§ **EXERCISE TASK**
Copy the lines from the records verbatim, starting at the line containing "[spot] the man in striped" and ending at the last line of the records, with both ends included.

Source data
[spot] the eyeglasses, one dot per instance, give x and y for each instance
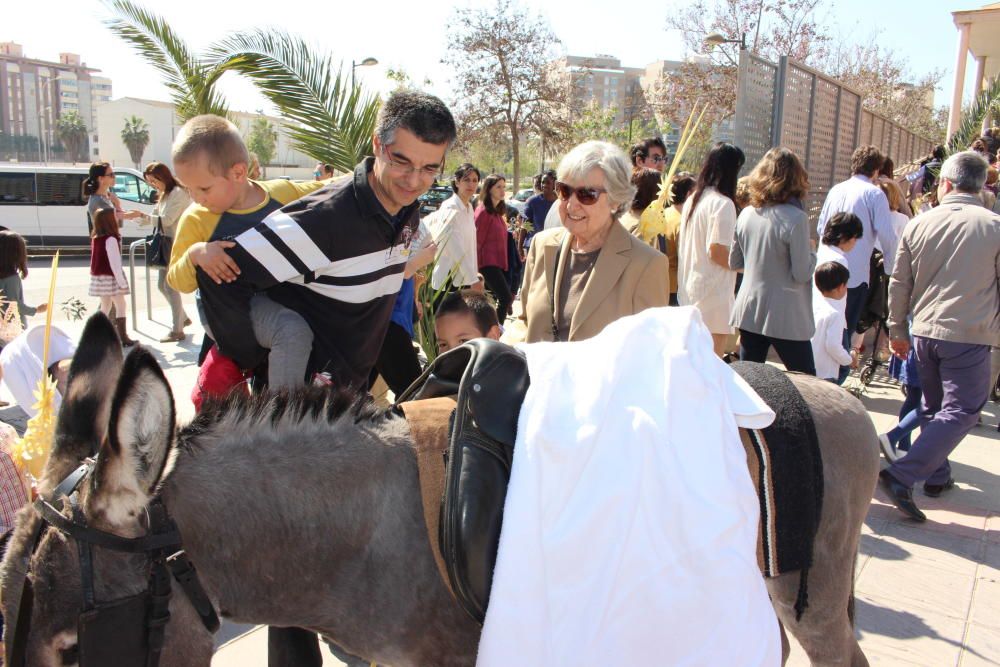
(585, 196)
(405, 169)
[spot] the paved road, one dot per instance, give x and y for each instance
(926, 594)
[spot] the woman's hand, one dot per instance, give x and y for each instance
(213, 259)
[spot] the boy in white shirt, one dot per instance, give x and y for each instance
(828, 346)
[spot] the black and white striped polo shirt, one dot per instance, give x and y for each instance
(336, 257)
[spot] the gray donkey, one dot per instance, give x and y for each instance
(305, 511)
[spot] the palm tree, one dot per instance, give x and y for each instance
(192, 82)
(72, 132)
(262, 141)
(325, 117)
(135, 136)
(970, 125)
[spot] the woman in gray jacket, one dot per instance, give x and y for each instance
(173, 201)
(771, 246)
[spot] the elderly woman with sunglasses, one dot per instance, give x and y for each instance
(589, 272)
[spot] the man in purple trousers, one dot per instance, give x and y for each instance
(947, 276)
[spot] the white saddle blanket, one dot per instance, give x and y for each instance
(630, 525)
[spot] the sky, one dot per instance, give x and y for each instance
(413, 36)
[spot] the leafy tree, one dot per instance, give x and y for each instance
(263, 141)
(887, 86)
(402, 78)
(191, 81)
(72, 131)
(593, 122)
(135, 136)
(327, 119)
(501, 60)
(971, 121)
(796, 28)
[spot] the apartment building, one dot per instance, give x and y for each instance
(35, 93)
(163, 125)
(633, 91)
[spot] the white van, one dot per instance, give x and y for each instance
(46, 205)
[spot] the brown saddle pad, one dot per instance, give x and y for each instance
(429, 421)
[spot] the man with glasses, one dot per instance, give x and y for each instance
(337, 256)
(649, 153)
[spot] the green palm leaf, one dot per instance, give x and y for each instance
(971, 124)
(328, 119)
(191, 81)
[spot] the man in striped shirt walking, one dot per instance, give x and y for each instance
(337, 256)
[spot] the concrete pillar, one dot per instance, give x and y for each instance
(955, 114)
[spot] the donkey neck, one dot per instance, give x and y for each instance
(313, 524)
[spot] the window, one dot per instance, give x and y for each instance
(56, 189)
(131, 188)
(17, 188)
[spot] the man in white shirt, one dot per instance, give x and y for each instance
(453, 228)
(861, 196)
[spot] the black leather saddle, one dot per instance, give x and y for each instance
(489, 380)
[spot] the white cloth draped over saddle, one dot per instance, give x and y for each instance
(630, 525)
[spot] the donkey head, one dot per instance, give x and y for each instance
(123, 411)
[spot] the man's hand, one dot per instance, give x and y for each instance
(213, 259)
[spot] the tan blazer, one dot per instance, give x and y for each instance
(629, 277)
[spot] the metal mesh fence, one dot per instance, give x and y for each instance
(790, 104)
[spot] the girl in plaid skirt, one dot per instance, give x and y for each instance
(107, 277)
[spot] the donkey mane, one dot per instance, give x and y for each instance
(269, 409)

§ **EXPECTED ANSWER**
[spot] the man in striped shirt walking, one dot per instance, give x and y for each instance
(337, 256)
[spot] the concrete pillar, one dot per instance, give x and y for each instance
(955, 114)
[spot] the donkey neck, one dot per instance, give x and y for each instance
(313, 524)
[spot] the window, one dot per instance, give x and y for each instance
(56, 189)
(131, 188)
(17, 188)
[spot] the man in white shirt, one dot per instance, give x and y for each instance
(453, 228)
(861, 196)
[spot] the black leather saddle, one dot per instance, give x and y for each instance
(489, 380)
[spot] the white cloth draped over saddle, one dot per instance, give x and y for each instance
(630, 525)
[spot] the donkey head, one dot per instance, give x and y for each instance
(123, 411)
[spot] the man's hand, one dot per instance, give x and y for each instance
(213, 259)
[spot] the tan blazer, one dot per instance, give x and y for each instance
(629, 277)
[spot] the metal mesh fence, one dot per instance, give x and y for each instance
(790, 104)
[spot] the girl in plaid skirt, one dot per instance, give x and y for each instance
(107, 277)
[spot] the donkey mane, one dot per instance, give x and y for each instance
(269, 409)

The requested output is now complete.